From the start of the records through the line that contains "pixel 190 30", write out every line again, requests included. Scale each pixel coordinate in the answers by 1.2 and round it to a whole number, with halves rounding up.

- **Saved entries**:
□ □ □ □ □ □ □

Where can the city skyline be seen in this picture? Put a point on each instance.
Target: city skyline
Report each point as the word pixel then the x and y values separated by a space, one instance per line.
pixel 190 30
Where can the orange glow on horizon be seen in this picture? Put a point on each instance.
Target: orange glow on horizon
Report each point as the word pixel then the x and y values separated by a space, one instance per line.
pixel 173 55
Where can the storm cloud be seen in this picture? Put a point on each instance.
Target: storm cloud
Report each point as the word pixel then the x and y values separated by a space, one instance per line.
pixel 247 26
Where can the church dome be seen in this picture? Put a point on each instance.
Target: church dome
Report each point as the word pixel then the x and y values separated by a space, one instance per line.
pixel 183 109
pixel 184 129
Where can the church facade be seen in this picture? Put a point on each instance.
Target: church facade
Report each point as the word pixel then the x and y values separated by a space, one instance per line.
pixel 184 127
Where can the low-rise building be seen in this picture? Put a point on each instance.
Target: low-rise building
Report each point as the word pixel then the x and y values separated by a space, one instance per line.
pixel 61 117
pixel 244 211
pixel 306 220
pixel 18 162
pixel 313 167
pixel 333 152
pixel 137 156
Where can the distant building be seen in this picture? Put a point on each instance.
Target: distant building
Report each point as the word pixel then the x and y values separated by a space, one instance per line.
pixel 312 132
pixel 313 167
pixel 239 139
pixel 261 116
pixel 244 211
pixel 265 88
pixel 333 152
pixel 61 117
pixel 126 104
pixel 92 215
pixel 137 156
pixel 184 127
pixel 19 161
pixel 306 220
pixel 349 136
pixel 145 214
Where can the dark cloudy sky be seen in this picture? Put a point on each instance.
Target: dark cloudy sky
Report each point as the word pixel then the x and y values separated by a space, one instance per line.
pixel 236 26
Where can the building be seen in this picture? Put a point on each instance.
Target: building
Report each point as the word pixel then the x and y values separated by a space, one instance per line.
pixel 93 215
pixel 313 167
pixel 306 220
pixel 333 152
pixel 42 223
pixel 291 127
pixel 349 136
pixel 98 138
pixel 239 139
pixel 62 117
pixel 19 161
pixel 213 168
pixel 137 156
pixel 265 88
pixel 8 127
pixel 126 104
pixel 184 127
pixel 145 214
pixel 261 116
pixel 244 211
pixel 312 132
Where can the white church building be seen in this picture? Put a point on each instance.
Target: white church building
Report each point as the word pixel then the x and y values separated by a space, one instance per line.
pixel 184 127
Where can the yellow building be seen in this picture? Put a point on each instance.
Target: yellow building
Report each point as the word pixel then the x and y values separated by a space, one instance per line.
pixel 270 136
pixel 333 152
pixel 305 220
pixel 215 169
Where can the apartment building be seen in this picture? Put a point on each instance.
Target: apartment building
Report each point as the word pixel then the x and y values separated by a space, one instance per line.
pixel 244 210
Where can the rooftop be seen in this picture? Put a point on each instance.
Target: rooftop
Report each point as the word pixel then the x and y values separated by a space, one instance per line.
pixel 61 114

□ □ □ □ □ □ □

- **Exercise response**:
Where can the city skyline be seen in this picture? Put a point on each instance.
Target: city skyline
Report each point as the word pixel then the x and y values separated by a space, one instance per line.
pixel 228 36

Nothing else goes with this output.